Take the following scenario. A person makes an application for refugee status or humanitarian protection (a ‘protection claim’), or an immigration application based on their human rights (a ‘human rights claim’). This is refused (or the application is withdrawn), and all rights of appeal are exhausted. Then, the person claims to have important new information or evidence that they want to bring to the Home Office’s attention.

The Home Office has to strike a balance here. On the one hand, the new evidence may very well be genuine and significant. As Bingham MR once commented, “it is not hard to imagine cases in which an initial “claim for asylum” might be made on insubstantial, or even bogus, grounds, and be rightly rejected, but in which circumstances would arise or come to light showing a clear and serious threat of a kind recognised by the Convention to the life or freedom of the formerly unsuccessful applicant. A scheme of legal protection which could not accommodate that possibility would in my view be seriously defective.” On the other hand, the government has to guard against abuse and protect public funds by dealing efficiently with unfounded or repeated claims.

The ‘fresh claims’ provisions under paragraph 353 of the Immigration Rules govern the procedure in this situation.

What are ‘further submissions’ and how should they be made?

┄┄┄┄┄┄

_REQUIREMENT_
Can you write out the part of the passage on fresh immigration claims that opens with the words containing "The Home Office has" and closes with "in this situation."?

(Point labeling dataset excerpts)
┄┄┄┄┄┄

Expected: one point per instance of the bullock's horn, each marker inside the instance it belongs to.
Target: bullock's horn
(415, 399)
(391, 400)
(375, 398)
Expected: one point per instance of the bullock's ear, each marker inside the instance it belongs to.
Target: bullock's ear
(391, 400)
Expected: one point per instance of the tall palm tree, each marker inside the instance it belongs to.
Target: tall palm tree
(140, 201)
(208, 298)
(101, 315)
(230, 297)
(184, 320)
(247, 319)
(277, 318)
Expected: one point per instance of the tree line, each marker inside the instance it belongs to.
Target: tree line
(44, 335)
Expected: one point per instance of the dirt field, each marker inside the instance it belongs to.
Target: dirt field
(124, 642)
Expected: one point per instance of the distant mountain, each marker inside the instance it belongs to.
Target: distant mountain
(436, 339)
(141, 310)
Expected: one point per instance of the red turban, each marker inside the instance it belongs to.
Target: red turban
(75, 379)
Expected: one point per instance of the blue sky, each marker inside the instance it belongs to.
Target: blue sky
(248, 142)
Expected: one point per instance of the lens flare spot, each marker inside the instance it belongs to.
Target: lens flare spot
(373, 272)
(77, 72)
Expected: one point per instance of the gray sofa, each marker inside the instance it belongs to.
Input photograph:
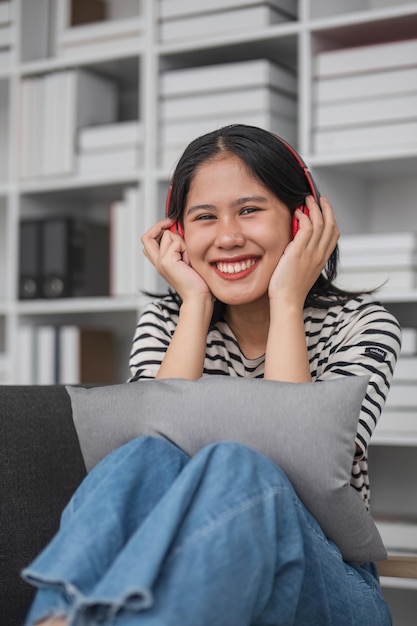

┄┄┄┄┄┄

_FULL SOLUTION_
The Home Office has to strike a balance here. On the one hand, the new evidence may very well be genuine and significant. As Bingham MR once commented, “it is not hard to imagine cases in which an initial “claim for asylum” might be made on insubstantial, or even bogus, grounds, and be rightly rejected, but in which circumstances would arise or come to light showing a clear and serious threat of a kind recognised by the Convention to the life or freedom of the formerly unsuccessful applicant. A scheme of legal protection which could not accommodate that possibility would in my view be seriously defective.” On the other hand, the government has to guard against abuse and protect public funds by dealing efficiently with unfounded or repeated claims.

The ‘fresh claims’ provisions under paragraph 353 of the Immigration Rules govern the procedure in this situation.